TEXTO EXTRAÍDO ▸

Sin embargo, como augura la historiadora Kristina Spohr, más allá de los avances que China ha hecho a lo largo de los últimos años, aún no tiene capacidad para jugar el papel que jugó la extinta URSS en el sistema de relaciones internacionales. A pesar de aceptar que el Nuevo Mundial parece ya exhausto, como han denotado la pandemia de la COVID-19 y el cambio climático. Por otro lado, tampoco está claro que la UE o Japón puedan sustituir a unos EE.UU. aislacionistas como adalides del orden basado en reglas.
Si bien es cierto, la tensión entre ambas superpotencias se está acrecentando. Culturalmente, EE. UU. y China son antagónicas, lo que refuerza esta rivalidad. Estos hechos sugieren que probablemente estamos presenciando el inicio de una «nueva Guerra Fría», muy diferente a la primera entre Moscú y Washington, pero con una rivalidad estructural entre Washington y Pekín que podría afectar la configuración del «Nuevo (Nuevo) Orden Mundial».

TAREA A REALIZAR ▸ Transcribe del texto sobre la rivalidad entre EE. UU. y China el pasaje que comienza con «Sin embargo, como» y sigue hasta «basado en reglas.», ambos incluidos.

DATOS DE ENTRADA ▸
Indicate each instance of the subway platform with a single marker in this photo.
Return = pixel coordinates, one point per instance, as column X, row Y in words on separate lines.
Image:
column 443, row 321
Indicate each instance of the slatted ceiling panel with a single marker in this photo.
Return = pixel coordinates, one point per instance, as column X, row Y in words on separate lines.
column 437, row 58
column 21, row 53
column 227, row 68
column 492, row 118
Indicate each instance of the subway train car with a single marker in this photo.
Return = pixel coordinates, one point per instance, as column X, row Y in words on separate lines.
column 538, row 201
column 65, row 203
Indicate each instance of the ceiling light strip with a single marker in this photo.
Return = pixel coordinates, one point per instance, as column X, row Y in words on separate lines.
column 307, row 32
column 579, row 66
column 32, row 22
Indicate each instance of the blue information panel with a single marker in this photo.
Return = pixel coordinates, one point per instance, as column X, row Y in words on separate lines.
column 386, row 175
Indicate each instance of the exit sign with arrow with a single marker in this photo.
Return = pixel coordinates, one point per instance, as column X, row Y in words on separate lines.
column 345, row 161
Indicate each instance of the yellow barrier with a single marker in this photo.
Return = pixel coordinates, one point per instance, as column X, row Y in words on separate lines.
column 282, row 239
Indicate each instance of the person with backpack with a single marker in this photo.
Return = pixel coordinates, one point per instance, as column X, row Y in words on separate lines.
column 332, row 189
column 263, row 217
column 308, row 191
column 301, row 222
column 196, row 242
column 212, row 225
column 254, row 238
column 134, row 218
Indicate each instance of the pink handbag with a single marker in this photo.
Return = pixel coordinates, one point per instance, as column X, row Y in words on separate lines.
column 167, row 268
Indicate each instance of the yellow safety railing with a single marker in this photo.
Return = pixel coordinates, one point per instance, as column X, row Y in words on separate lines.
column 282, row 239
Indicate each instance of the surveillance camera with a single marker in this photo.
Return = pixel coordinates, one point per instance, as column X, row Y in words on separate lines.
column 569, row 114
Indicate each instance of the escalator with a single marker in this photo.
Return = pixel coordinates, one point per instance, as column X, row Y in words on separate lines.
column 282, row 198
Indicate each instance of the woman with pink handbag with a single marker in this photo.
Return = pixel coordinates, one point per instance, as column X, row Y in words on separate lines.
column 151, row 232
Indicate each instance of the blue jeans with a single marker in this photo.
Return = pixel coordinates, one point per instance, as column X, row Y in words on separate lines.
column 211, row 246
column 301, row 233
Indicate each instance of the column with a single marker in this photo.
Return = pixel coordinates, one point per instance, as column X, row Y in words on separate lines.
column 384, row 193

SOLUCIÓN PROPUESTA ▸
Sin embargo, como augura la historiadora Kristina Spohr, más allá de los avances que China ha hecho a lo largo de los últimos años, aún no tiene capacidad para jugar el papel que jugó la extinta URSS en el sistema de relaciones internacionales. A pesar de aceptar que el Nuevo Mundial parece ya exhausto, como han denotado la pandemia de la COVID-19 y el cambio climático. Por otro lado, tampoco está claro que la UE o Japón puedan sustituir a unos EE.UU. aislacionistas como adalides del orden basado en reglas.